Short task 1: From the column on Hegseth and Trump, extract the passage starting at "If that’s what" and ending at "and unthinking fashion.".
Short task 2: List every person named in the column on Hegseth and Trump.

Passage shown:
● ● ● ●

Why Trump and Hegseth’s swagger leaves Washington’s ‘elite’ seething
· New York PostWhen you’ve constructed a cartoon version of the world in your mind, what do you do when reality proves it wrong?
If you’re the leftist establishment, you certainly don’t rethink your assumptions.
Late Friday, New York Times columnist David French snarkily referred to Secretary of War Pete Hegseth as a “walking MAGA caricature” on X.
Four hours later, Hegseth’s troops were pounding Iran in an intricate series of strikes that left its evil regime reeling.
The response to French — who has not withdrawn his sneer — was unsympathetic.
My favorite: “Let’s have a contest . . . you and Pete show up at Fort Bragg, see who the troops respect more.”
Is Hegseth a caricature?
To French and his ilk, maybe; but to many others, he’s a guy who gets results.
Presumably a 1945 David French would have considered Gen. George S. Patton a caricature, too.
But the thing is, like Patton, Hegseth not only talks tough, and acts tough; he is tough.
The raids on Iranian nuclear plants, the capture of Venezuelan leader Nicolás Maduro from within his nation’s largest military base, the destruction of Ayatollah Khamenei and his senior leadership — all were masterstrokes of military planning and execution.
“We didn’t start this war,” Hegseth declared Monday, “but we are finishing it.”
If that’s what a caricature can do, maybe we need more caricatures in Washington.
President Donald Trump, too, is at the top of the left’s caricature list.
The legacy press and the academic foreign-policy experts continue to portray Trump as a strutting toddler who careens from impulse to impulse in an utterly undisciplined and unthinking fashion.

● ● ● ●

Given records:
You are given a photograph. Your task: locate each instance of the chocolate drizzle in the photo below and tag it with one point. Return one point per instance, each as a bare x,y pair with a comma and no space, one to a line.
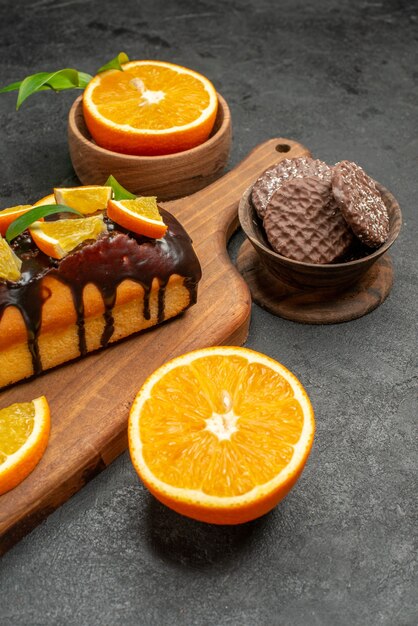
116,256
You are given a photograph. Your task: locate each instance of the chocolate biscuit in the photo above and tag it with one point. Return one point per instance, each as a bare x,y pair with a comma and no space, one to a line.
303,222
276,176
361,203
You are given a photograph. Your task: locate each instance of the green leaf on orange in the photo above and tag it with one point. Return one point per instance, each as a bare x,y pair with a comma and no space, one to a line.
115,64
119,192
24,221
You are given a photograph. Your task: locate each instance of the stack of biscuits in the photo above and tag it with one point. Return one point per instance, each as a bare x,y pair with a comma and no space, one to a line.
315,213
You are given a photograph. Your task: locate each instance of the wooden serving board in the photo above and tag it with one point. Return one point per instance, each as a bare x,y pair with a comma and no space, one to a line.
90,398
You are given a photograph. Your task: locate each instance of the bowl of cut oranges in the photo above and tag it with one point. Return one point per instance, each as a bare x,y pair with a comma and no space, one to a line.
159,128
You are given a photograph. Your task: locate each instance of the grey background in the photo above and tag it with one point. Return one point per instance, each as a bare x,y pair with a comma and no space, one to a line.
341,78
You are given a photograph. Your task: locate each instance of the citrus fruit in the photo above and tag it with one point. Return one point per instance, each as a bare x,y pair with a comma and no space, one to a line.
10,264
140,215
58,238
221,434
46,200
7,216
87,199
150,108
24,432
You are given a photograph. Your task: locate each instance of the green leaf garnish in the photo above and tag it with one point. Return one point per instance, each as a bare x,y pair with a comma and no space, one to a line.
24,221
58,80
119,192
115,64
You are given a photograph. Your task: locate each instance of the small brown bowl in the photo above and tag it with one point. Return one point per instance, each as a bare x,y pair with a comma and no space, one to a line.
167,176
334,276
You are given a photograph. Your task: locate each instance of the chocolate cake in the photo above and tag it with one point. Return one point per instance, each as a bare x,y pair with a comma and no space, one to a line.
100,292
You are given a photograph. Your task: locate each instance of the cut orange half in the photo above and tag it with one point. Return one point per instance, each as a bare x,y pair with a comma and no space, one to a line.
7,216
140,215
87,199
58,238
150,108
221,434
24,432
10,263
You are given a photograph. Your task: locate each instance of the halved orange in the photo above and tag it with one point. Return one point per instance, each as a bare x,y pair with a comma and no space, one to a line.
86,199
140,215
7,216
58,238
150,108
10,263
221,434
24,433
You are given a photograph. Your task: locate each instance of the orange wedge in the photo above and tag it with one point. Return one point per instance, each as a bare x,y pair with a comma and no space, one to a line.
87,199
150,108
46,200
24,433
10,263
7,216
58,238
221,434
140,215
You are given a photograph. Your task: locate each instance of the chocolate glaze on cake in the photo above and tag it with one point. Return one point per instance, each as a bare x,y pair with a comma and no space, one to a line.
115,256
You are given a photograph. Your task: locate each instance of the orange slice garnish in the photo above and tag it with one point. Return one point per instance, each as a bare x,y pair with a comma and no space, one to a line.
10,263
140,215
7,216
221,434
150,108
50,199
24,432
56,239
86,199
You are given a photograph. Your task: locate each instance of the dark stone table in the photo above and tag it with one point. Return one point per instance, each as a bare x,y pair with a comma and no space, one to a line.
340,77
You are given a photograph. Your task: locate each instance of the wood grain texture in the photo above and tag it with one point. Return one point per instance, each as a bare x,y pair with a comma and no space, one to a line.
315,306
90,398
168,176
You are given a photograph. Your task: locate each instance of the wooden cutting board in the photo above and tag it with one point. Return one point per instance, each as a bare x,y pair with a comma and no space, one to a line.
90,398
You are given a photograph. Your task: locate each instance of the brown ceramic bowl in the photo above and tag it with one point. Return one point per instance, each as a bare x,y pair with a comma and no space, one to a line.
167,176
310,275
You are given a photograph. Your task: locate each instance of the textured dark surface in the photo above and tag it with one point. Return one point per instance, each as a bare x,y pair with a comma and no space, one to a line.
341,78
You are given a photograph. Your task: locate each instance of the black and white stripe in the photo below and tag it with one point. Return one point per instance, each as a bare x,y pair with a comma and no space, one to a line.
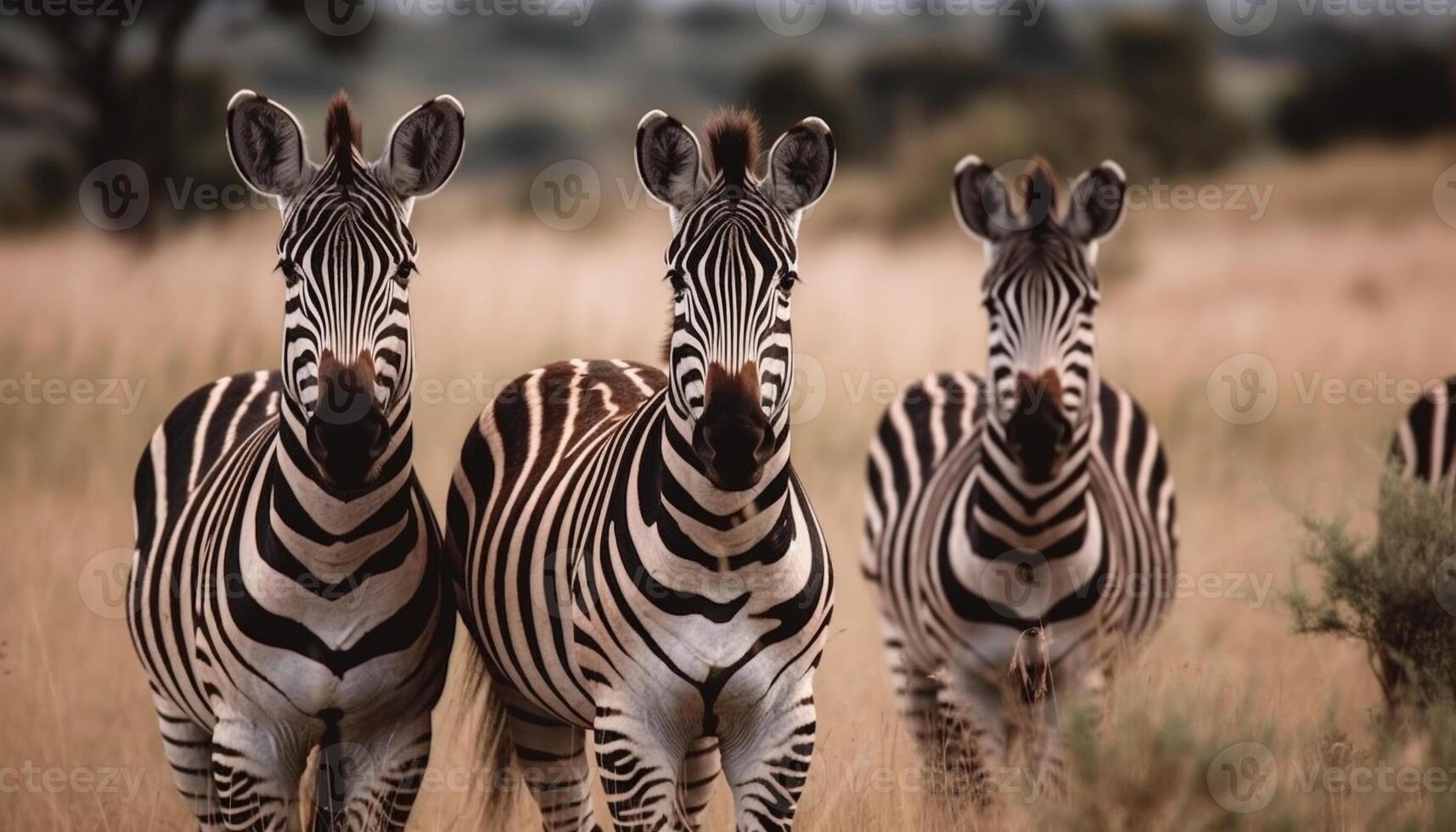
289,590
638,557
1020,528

● ● ● ●

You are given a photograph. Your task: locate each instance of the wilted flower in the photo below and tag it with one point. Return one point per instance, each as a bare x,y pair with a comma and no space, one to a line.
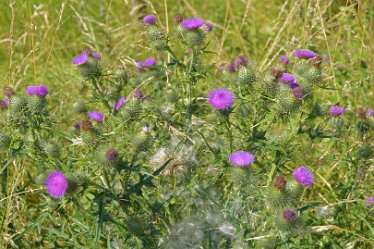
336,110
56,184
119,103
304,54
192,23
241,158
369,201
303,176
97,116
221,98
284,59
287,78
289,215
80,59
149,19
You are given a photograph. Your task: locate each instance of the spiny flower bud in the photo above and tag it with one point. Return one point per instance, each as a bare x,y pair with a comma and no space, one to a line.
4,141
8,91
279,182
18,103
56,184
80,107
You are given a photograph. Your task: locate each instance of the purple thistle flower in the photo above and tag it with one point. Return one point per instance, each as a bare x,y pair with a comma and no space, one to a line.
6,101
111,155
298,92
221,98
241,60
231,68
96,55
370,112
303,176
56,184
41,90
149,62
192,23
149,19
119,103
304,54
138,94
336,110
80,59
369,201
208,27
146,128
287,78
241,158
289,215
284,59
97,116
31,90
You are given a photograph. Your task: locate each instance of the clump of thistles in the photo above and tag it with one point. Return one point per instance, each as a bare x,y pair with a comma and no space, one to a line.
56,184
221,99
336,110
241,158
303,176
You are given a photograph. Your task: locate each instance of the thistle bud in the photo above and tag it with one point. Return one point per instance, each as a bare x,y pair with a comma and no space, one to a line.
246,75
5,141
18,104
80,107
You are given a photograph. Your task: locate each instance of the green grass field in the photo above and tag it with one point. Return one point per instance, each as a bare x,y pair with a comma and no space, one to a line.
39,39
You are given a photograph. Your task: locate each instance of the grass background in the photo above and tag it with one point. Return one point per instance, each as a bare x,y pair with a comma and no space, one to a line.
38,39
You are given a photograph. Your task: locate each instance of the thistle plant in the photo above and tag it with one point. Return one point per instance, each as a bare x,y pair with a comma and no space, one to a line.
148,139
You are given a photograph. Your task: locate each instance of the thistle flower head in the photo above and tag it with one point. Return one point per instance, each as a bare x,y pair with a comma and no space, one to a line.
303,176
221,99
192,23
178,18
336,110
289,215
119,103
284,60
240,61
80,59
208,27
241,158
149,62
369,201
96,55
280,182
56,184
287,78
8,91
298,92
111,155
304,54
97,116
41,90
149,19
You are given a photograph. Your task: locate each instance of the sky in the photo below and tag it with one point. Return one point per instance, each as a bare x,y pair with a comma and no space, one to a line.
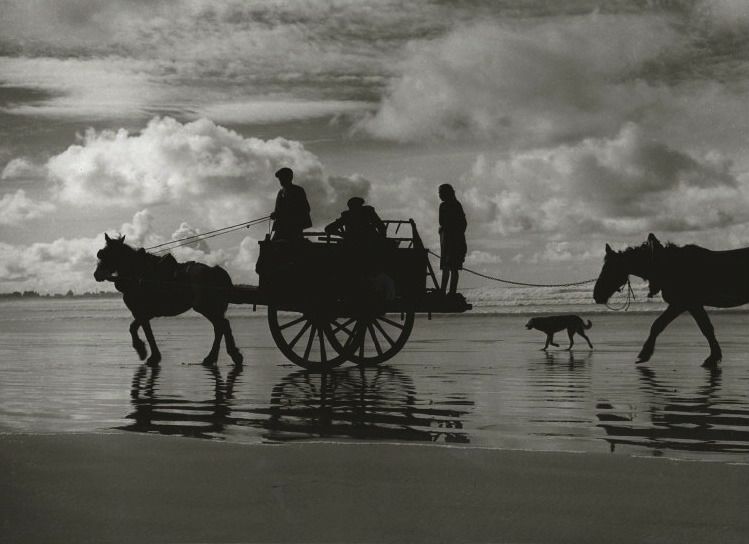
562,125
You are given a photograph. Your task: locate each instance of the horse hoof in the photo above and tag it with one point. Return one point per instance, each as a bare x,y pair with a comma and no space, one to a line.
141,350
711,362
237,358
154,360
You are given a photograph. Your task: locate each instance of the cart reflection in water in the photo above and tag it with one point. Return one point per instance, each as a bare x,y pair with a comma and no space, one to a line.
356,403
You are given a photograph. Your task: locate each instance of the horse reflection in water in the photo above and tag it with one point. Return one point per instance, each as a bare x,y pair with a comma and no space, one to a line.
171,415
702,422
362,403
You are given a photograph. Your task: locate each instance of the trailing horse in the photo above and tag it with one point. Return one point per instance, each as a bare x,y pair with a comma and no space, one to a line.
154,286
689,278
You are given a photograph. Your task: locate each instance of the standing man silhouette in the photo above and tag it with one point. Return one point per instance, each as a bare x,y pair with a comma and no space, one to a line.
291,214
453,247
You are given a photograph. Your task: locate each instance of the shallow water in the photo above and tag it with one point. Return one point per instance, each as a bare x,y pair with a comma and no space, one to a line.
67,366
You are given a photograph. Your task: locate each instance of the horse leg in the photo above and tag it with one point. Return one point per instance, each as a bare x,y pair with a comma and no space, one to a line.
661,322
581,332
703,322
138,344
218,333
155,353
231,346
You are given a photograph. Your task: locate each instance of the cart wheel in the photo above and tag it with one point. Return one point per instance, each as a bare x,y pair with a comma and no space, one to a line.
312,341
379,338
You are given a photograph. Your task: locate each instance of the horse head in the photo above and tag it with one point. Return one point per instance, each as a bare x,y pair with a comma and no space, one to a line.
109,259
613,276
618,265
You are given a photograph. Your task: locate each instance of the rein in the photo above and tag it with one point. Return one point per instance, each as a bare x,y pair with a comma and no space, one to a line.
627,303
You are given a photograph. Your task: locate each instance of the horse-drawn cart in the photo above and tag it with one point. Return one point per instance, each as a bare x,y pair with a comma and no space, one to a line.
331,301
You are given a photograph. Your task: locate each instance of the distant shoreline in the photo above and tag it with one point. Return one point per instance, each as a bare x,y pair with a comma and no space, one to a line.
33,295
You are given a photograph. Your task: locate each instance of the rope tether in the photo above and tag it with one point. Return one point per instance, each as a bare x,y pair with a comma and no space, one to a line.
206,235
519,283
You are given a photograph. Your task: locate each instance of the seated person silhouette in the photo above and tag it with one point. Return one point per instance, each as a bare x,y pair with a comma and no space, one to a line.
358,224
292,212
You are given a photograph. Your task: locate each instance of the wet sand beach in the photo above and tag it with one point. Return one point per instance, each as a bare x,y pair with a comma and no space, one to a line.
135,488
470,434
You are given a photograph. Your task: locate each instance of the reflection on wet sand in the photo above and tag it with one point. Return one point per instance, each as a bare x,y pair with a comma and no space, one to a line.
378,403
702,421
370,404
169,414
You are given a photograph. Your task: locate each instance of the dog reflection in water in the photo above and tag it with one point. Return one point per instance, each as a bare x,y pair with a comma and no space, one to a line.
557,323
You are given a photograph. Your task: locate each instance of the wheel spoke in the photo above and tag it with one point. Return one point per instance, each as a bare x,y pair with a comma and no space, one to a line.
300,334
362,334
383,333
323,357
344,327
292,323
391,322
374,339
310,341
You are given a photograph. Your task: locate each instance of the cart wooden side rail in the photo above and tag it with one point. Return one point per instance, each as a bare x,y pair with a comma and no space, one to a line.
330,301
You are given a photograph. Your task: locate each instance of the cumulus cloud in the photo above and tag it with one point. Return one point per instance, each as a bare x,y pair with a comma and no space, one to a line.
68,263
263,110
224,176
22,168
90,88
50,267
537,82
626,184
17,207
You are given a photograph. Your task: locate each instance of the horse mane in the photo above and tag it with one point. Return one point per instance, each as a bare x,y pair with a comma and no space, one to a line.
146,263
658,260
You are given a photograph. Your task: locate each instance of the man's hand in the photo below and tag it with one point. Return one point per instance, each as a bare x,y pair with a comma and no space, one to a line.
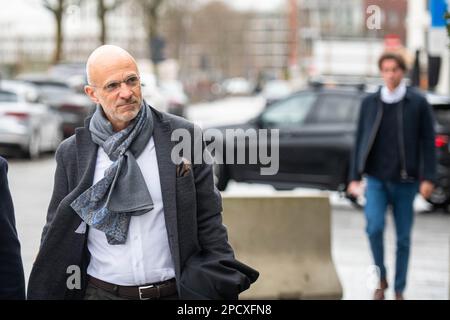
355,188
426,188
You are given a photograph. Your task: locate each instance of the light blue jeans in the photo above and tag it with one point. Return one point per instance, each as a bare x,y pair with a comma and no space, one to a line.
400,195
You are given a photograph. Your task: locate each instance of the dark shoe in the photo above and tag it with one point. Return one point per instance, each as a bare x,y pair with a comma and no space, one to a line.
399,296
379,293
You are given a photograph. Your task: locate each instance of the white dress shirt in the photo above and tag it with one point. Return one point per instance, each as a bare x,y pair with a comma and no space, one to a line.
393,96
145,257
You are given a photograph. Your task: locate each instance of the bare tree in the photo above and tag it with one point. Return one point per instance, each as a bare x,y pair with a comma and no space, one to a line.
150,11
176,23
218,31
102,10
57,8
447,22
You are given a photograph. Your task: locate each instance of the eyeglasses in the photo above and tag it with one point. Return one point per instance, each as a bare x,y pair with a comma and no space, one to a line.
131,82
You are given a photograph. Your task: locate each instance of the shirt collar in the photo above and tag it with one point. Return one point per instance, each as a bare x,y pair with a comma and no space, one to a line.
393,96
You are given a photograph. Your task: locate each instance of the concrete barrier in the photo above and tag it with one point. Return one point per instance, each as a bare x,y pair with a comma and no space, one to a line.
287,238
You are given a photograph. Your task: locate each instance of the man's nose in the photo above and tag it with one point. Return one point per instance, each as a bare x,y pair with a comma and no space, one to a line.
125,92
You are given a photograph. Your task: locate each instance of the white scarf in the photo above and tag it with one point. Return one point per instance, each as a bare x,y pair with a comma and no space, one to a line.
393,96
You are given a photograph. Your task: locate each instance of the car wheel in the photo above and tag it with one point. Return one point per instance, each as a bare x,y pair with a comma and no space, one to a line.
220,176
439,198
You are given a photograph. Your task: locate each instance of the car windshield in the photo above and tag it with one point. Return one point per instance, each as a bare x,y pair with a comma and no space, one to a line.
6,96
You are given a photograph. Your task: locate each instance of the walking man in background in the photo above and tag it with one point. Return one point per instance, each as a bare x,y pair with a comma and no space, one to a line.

● ● ● ●

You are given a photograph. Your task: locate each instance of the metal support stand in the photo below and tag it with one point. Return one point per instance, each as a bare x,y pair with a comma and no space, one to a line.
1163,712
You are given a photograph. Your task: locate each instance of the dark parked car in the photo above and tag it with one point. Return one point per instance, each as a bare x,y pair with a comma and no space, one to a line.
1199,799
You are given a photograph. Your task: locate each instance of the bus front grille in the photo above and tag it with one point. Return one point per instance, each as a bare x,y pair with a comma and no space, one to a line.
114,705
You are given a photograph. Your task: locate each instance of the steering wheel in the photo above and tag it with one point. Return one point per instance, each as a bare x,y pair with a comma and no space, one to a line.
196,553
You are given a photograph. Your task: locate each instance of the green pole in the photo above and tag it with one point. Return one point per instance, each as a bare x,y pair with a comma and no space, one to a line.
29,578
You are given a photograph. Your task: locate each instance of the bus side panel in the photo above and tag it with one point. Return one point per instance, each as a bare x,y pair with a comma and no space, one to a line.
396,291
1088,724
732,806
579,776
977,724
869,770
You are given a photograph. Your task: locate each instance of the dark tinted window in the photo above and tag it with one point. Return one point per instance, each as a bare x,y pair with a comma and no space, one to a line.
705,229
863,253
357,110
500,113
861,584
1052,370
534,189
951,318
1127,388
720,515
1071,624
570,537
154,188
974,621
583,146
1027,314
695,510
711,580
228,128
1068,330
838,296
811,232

● ● ● ●

Final result 1:
If that’s what a caricature can do, maybe we need more caricatures in Washington.
President Donald Trump, too, is at the top of the left’s caricature list.
The legacy press and the academic foreign-policy experts continue to portray Trump as a strutting toddler who careens from impulse to impulse in an utterly undisciplined and unthinking fashion.

Final result 2:
Donald Trump
Pete Hegseth
David French
George S. Patton
Nicolás Maduro
Ayatollah Khamenei